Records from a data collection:
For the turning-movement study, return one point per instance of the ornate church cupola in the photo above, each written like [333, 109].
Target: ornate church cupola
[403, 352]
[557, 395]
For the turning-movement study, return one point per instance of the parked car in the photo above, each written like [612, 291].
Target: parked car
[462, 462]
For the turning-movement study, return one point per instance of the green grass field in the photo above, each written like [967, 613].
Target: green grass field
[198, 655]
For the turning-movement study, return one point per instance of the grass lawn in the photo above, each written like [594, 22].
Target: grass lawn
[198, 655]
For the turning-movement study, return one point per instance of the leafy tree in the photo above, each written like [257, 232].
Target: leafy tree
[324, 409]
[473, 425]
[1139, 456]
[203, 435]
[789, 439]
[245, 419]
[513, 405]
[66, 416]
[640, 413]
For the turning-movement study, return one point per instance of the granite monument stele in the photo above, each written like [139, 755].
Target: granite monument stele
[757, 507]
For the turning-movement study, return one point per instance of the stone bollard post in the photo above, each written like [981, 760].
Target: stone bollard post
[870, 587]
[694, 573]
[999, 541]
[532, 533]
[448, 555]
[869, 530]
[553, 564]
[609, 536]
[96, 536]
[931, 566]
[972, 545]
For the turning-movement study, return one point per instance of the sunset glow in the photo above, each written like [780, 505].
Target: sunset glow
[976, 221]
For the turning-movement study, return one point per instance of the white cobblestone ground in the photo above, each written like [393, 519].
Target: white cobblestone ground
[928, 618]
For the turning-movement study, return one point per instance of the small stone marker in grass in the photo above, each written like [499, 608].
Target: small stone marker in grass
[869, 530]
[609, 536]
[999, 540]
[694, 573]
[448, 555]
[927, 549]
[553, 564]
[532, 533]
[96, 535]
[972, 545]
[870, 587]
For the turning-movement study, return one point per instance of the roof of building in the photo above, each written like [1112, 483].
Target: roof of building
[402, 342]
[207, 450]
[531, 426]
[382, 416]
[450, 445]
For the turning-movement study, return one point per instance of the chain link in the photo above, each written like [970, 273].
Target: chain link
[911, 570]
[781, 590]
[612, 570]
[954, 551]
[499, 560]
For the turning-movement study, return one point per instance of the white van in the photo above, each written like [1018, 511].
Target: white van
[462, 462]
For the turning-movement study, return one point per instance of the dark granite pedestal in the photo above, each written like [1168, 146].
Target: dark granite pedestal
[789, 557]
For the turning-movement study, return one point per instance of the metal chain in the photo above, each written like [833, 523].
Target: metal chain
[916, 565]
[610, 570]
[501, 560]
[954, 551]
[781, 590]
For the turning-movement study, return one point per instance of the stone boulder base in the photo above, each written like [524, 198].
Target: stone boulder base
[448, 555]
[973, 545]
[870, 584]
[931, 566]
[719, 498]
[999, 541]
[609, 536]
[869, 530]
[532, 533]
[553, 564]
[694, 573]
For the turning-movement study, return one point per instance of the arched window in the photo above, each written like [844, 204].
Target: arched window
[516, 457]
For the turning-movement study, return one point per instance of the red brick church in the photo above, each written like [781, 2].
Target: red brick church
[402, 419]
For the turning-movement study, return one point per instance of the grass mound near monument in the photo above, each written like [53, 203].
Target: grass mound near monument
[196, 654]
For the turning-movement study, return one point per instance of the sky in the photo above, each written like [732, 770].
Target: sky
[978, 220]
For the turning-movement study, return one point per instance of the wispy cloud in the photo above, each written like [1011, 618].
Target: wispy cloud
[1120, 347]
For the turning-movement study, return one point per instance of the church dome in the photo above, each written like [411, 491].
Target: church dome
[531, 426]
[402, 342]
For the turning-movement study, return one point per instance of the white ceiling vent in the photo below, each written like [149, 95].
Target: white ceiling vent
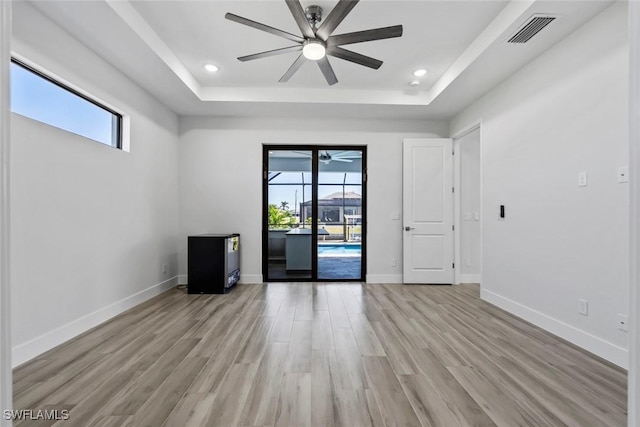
[531, 28]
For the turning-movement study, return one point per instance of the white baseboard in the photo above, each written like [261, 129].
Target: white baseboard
[30, 349]
[469, 278]
[183, 279]
[251, 278]
[384, 278]
[608, 351]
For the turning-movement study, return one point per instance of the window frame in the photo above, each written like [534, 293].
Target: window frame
[120, 118]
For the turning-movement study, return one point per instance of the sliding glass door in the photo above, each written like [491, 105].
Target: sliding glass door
[314, 213]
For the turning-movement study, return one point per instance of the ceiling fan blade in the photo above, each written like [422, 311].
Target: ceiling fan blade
[357, 58]
[263, 27]
[270, 53]
[327, 71]
[292, 69]
[335, 17]
[301, 18]
[366, 35]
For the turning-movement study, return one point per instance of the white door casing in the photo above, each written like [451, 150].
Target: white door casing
[427, 211]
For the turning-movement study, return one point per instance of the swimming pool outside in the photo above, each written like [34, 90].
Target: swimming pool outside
[339, 250]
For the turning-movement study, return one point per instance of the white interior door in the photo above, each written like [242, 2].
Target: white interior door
[427, 211]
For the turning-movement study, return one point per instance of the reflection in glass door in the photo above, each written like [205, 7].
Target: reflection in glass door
[289, 240]
[314, 213]
[339, 244]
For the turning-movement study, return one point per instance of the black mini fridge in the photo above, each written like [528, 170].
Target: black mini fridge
[213, 263]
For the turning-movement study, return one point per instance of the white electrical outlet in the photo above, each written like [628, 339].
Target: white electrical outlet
[623, 174]
[584, 307]
[623, 322]
[582, 179]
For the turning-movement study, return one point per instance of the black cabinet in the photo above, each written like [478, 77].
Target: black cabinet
[214, 263]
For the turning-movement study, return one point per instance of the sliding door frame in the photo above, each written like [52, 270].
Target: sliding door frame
[314, 149]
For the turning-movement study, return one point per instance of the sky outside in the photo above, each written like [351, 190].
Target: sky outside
[281, 193]
[39, 99]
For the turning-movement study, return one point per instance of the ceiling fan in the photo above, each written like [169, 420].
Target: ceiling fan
[317, 40]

• The request: Write out, word for word, the line containing "like [205, 7]." and every line after it to the end of the data above.

• Result of the exercise:
For the turning-movement study, return one point per instance of the reflection in glass door in the photo above, each written like [205, 7].
Target: reflection in glass door
[289, 240]
[314, 213]
[339, 244]
For the turning-movement study, return one point per instance of the black mini fridge in the photo above, each written like [528, 170].
Target: black mini fridge
[213, 263]
For the turning-movement study, return one point per instance of the white electrical outlet in the photo above, each written like [628, 339].
Target: white electrical outlet
[623, 174]
[584, 307]
[623, 322]
[582, 179]
For the turning-movement study, return one point per instance of the black cabinet in the photo above, each written like [478, 77].
Target: black cabinet
[214, 263]
For the turning-movement study, return one point per instance of the sliding door frame in the photo above, each written like [52, 270].
Target: sliding door frame
[314, 149]
For the turning-movement study, return one point per instance of the sky outside in the photo above, each written like [351, 190].
Target: sky outside
[281, 193]
[39, 99]
For the turning-movement study, return one point per instance of the ceiling fan in the photo above, each written like [169, 420].
Target: ceiling fan
[317, 40]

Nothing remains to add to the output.